* _Task objective_
Rewrite every line of the listing below as a JSON array of strings, one string per line, skipping any blank lines.

* _Data in this exercise_
◆ ◆ ◆ ◆ ◆

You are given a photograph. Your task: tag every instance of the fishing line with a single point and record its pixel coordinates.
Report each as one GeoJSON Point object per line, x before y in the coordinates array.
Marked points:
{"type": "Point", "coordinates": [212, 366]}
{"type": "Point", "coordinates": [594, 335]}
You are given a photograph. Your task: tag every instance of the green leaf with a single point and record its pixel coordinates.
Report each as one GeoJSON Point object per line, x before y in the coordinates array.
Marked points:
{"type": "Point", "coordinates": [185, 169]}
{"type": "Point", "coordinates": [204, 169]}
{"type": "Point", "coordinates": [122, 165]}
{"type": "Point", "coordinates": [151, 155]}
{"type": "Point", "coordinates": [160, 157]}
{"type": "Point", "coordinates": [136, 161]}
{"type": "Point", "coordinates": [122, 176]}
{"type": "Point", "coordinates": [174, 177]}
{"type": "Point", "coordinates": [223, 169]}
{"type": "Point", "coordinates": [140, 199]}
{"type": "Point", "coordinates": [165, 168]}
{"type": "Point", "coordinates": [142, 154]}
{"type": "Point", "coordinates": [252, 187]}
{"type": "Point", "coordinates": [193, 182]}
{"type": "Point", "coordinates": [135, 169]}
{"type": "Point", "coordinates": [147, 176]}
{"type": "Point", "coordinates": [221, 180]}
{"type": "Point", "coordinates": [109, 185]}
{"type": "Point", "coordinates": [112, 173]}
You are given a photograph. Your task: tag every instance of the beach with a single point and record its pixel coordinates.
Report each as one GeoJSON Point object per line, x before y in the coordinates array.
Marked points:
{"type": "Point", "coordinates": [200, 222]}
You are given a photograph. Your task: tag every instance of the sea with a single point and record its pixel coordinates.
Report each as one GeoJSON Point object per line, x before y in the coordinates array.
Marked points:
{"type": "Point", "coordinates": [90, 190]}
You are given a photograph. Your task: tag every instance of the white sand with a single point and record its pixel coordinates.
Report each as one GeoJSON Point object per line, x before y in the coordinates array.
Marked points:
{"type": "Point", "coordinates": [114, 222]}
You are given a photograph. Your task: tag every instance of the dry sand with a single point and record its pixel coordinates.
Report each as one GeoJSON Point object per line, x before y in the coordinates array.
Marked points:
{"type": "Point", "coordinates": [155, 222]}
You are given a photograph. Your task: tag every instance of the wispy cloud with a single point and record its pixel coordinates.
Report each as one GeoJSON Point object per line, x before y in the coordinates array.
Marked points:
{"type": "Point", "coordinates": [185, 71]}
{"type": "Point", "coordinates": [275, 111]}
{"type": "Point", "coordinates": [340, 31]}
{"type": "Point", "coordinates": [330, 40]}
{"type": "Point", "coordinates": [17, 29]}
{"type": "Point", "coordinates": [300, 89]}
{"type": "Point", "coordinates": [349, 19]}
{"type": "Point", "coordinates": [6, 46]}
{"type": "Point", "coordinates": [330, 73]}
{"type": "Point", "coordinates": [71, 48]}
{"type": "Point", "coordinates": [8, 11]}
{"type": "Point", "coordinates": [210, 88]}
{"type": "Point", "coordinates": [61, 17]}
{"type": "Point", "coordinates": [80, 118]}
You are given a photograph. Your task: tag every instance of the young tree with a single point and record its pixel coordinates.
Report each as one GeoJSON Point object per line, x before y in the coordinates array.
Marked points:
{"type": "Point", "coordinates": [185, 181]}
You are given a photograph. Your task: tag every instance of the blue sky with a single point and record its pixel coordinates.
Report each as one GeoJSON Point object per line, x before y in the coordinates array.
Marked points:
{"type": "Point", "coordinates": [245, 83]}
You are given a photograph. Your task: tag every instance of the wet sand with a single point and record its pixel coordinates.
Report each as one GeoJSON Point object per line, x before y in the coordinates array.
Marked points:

◆ ◆ ◆ ◆ ◆

* _Result below_
[
  "You are given a photograph. Your task: tag every instance of the fishing line with a single point and record its pixel coordinates.",
  "Report each as one GeoJSON Point object per line, x before y in the coordinates array.",
  "Marked points:",
  "{\"type\": \"Point\", \"coordinates\": [212, 366]}",
  "{\"type\": \"Point\", \"coordinates\": [594, 335]}",
  "You are given a photograph. Your task: tag every instance of the green leaf with a single point and record its pixel coordinates.",
  "Report each as one GeoJSON Point object per line, x before y in the coordinates array.",
  "Marked points:",
  "{\"type\": \"Point\", \"coordinates\": [185, 169]}",
  "{\"type\": \"Point\", \"coordinates\": [204, 169]}",
  "{\"type\": \"Point\", \"coordinates\": [122, 165]}",
  "{\"type\": \"Point\", \"coordinates\": [151, 155]}",
  "{\"type\": \"Point\", \"coordinates\": [160, 157]}",
  "{\"type\": \"Point\", \"coordinates\": [136, 161]}",
  "{\"type\": \"Point\", \"coordinates\": [122, 176]}",
  "{\"type\": \"Point\", \"coordinates\": [174, 177]}",
  "{\"type\": \"Point\", \"coordinates\": [223, 169]}",
  "{\"type\": \"Point\", \"coordinates\": [140, 199]}",
  "{\"type\": \"Point\", \"coordinates\": [165, 168]}",
  "{\"type\": \"Point\", \"coordinates\": [142, 154]}",
  "{\"type\": \"Point\", \"coordinates\": [252, 187]}",
  "{\"type\": \"Point\", \"coordinates\": [193, 182]}",
  "{\"type\": \"Point\", \"coordinates\": [135, 169]}",
  "{\"type\": \"Point\", \"coordinates\": [147, 176]}",
  "{\"type\": \"Point\", \"coordinates\": [221, 180]}",
  "{\"type\": \"Point\", \"coordinates\": [109, 185]}",
  "{\"type\": \"Point\", \"coordinates\": [112, 173]}",
  "You are given a photograph. Your task: tag every instance of the beach with a single point and record its pixel coordinates.",
  "Report each as one GeoJSON Point object per line, x before y in the coordinates array.",
  "Marked points:",
  "{\"type\": \"Point\", \"coordinates\": [200, 222]}",
  "You are given a photograph. Your task: tag every instance of the sea with a single point and record its pixel coordinates.",
  "Report each as one GeoJSON Point object per line, x before y in the coordinates array.",
  "Marked points:",
  "{\"type\": \"Point\", \"coordinates\": [90, 190]}",
  "You are given a photograph. Your task: tag every instance of the white sand with a single point and record its pixel coordinates.",
  "Report each as one GeoJSON Point object per line, x before y in the coordinates array.",
  "Marked points:",
  "{\"type\": \"Point\", \"coordinates\": [114, 222]}",
  "You are given a photograph. Your task: tag every instance of the dry sand with a single point and record its pixel coordinates.",
  "Report each as one GeoJSON Point object per line, x before y in the coordinates array.",
  "Marked points:",
  "{\"type\": \"Point\", \"coordinates\": [155, 222]}",
  "You are given a photograph. Your task: tag every instance of the wispy cloud with a single point and record its pixel coordinates.",
  "Report each as one GeoJSON Point object per line, x before y in the coordinates array.",
  "Marked points:",
  "{\"type\": \"Point\", \"coordinates\": [185, 71]}",
  "{\"type\": \"Point\", \"coordinates\": [275, 111]}",
  "{\"type\": \"Point\", \"coordinates\": [340, 31]}",
  "{\"type\": \"Point\", \"coordinates\": [330, 40]}",
  "{\"type\": \"Point\", \"coordinates\": [17, 29]}",
  "{\"type\": \"Point\", \"coordinates\": [300, 89]}",
  "{\"type\": \"Point\", \"coordinates\": [349, 19]}",
  "{\"type\": \"Point\", \"coordinates\": [6, 46]}",
  "{\"type\": \"Point\", \"coordinates\": [330, 73]}",
  "{\"type\": \"Point\", \"coordinates\": [71, 48]}",
  "{\"type\": \"Point\", \"coordinates\": [8, 11]}",
  "{\"type\": \"Point\", \"coordinates\": [210, 88]}",
  "{\"type\": \"Point\", \"coordinates\": [61, 17]}",
  "{\"type\": \"Point\", \"coordinates\": [80, 118]}",
  "You are given a photograph. Your task: tag every instance of the young tree with a single point and record its pixel coordinates.",
  "Report each as one GeoJSON Point object per line, x before y in the coordinates array.",
  "Marked points:",
  "{\"type\": \"Point\", \"coordinates\": [185, 181]}",
  "You are given a photograph. Your task: tag every instance of the blue sky with a single point and record its pixel coordinates.",
  "Report each as one GeoJSON Point object per line, x before y in the coordinates array.",
  "Marked points:",
  "{\"type\": \"Point\", \"coordinates\": [245, 83]}",
  "You are given a photograph. Your task: tag every instance of the wet sand with a single point and record its pixel coordinates.",
  "Report each as one GeoJSON Point object per line, x before y in the coordinates array.",
  "Marked points:"
]